(Entries from a dataset)
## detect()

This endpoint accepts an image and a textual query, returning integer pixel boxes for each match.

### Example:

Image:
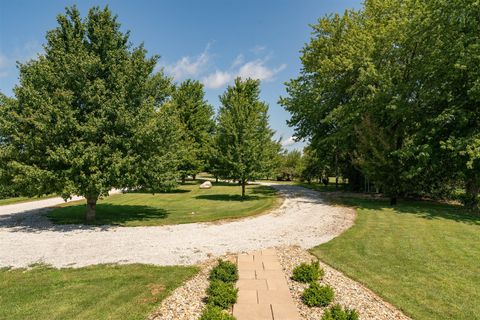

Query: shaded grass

[48,182,279,226]
[0,194,57,206]
[0,264,198,320]
[312,192,480,319]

- _What you are asked to do_:
Replace "shaded" with "shadowed" throughout the data above and reproduce it with no other changes. Omit the picture from your answer.

- _Solved problem_:
## detect()

This endpoint accepts an image and a textual query, returning integer pixel boxes for each match.

### Example:

Image:

Query: shadowed grass

[48,182,279,226]
[0,194,57,206]
[0,264,198,320]
[312,192,480,319]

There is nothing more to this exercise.